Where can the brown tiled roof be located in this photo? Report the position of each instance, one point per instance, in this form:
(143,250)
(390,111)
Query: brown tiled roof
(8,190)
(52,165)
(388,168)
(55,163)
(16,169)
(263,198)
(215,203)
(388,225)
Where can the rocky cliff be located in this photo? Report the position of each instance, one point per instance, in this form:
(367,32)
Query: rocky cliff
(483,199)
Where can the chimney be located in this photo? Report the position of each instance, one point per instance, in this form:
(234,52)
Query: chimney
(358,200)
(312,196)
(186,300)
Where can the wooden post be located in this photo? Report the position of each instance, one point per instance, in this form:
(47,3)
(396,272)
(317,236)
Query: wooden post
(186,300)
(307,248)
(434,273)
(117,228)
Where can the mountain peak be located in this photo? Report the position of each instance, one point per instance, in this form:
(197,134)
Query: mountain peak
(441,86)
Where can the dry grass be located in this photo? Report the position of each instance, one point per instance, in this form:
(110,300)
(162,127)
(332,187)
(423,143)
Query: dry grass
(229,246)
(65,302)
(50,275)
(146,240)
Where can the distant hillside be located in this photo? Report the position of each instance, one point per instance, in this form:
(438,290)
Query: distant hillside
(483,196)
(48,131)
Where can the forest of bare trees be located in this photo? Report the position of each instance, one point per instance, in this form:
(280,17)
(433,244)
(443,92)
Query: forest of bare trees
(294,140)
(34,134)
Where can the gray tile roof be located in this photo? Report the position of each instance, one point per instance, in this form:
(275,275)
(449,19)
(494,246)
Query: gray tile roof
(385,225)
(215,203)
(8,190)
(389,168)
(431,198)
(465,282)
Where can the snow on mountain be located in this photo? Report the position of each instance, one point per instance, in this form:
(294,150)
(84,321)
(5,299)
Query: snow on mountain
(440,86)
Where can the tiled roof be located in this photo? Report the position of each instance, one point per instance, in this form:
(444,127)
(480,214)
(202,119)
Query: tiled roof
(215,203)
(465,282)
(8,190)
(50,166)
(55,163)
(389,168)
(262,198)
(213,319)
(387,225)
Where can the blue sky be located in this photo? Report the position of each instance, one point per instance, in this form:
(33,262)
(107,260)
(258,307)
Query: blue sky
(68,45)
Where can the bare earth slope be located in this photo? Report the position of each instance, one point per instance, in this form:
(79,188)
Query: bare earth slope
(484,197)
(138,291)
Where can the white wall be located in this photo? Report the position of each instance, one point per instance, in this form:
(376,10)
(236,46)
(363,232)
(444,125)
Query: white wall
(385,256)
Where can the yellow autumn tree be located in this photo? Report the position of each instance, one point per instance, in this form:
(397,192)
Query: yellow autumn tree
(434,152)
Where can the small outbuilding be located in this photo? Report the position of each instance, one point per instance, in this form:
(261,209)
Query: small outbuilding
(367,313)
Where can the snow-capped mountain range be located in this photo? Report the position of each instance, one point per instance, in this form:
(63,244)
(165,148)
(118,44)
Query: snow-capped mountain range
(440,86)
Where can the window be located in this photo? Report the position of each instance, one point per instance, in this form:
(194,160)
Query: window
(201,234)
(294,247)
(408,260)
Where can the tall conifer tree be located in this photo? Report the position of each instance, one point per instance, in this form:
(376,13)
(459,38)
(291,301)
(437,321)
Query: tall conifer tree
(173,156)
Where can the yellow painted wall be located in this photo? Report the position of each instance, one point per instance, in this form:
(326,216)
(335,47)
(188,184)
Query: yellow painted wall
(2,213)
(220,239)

──────────────────────────────

* **YOUR ASSIGNMENT**:
All of the entries should be output exactly as they appear above.

* **RESPONSE AREA**:
Where can the brown tiled roof be located in this photo? Report the position of each instance, one point per instance, in this form:
(143,250)
(390,111)
Query: brown tiled roof
(8,190)
(52,165)
(388,168)
(55,163)
(16,169)
(263,198)
(215,203)
(388,225)
Where can the rocky cliff be located in this photo? Report the position of each instance, one point per instance, in this form:
(367,32)
Query: rocky cliff
(483,199)
Where can the chimney be located in this photo? Report the position of each instance, one point per instance, in this form:
(234,52)
Query: chimney
(358,200)
(312,196)
(186,300)
Where can the wooden post be located in this photo? Report the position of each instance, one point per instance, in this form:
(47,3)
(396,272)
(317,236)
Query: wooden post
(186,300)
(307,248)
(434,273)
(117,228)
Where can the mountain peak be located in this photo? Report the position of each instance, one point per instance, in this form:
(197,134)
Query: mountain peak
(441,86)
Where can the dry grass be located in this photo? Report the position of each instance, one point per instance, in this form:
(110,300)
(162,127)
(332,187)
(423,143)
Query: dry grass
(229,246)
(65,302)
(50,275)
(146,240)
Where can the distant hillside be located in this photo? Report the position of each instance, one point per instance, in this form:
(438,290)
Query: distant hillside
(483,196)
(48,131)
Where can the forest of bare trees be located in this photo? Report the position of each instance, one point per instance, in this form:
(280,17)
(433,244)
(443,92)
Query: forest of bare trees
(294,140)
(34,134)
Where can the gray tile roof be located in this photo? Report the position of each instance, one point per instance, in this form:
(275,275)
(449,19)
(494,246)
Query: gray tile roof
(385,225)
(215,203)
(8,190)
(389,168)
(431,198)
(465,282)
Where can the snow on mountain be located in this photo? Report the position of each instance, one point per instance, in this form:
(294,150)
(84,321)
(5,299)
Query: snow on mountain
(440,86)
Where can the tiled roof be located in this photo? Report the position of each instance, one point per instance, in this form:
(444,127)
(480,214)
(202,119)
Query: tiled roof
(215,203)
(465,282)
(8,190)
(50,166)
(55,163)
(389,168)
(262,198)
(213,319)
(387,225)
Where can the blue sky be located in this photo? Report the position of each instance, one point per instance, in this form:
(33,262)
(107,260)
(258,307)
Query: blue sky
(68,45)
Where can the bare earth slope be located in this photo? Report the position of each instance, one point per instance, in this form:
(79,188)
Query: bare earth slope
(484,197)
(138,291)
Where can the white wall be located in this photo? Report the position of each instance, one point per instance, in this form:
(376,10)
(236,46)
(363,232)
(444,125)
Query: white wall
(385,256)
Where can the yellow autumn tree be located in this photo? Report the position of each instance, one point per instance, in this form:
(397,192)
Query: yellow autumn tree
(434,152)
Where can the small outbuilding be located in this photo? Report the position of each instance, one point per instance, in this form:
(261,209)
Query: small outbuilding
(367,313)
Where can the snow-capped mountain range be located in this photo? Report the position of each instance, one point per instance, in this form:
(63,244)
(165,148)
(118,44)
Query: snow-capped mountain range
(440,86)
Where can the window be located in this photo? Report the position of each instance, one point per instance, in this form:
(194,160)
Query: window
(201,234)
(294,247)
(408,260)
Where can the tall conifer tree be located in this photo? Report the position of each instance, one point per instance, in this form:
(376,13)
(459,38)
(291,301)
(437,321)
Query: tall conifer tree
(173,156)
Where can the yellow painted wall be located in this photo? Report the position of each instance, one point per instance, in this form:
(326,216)
(335,47)
(188,184)
Query: yellow painted wall
(2,213)
(220,239)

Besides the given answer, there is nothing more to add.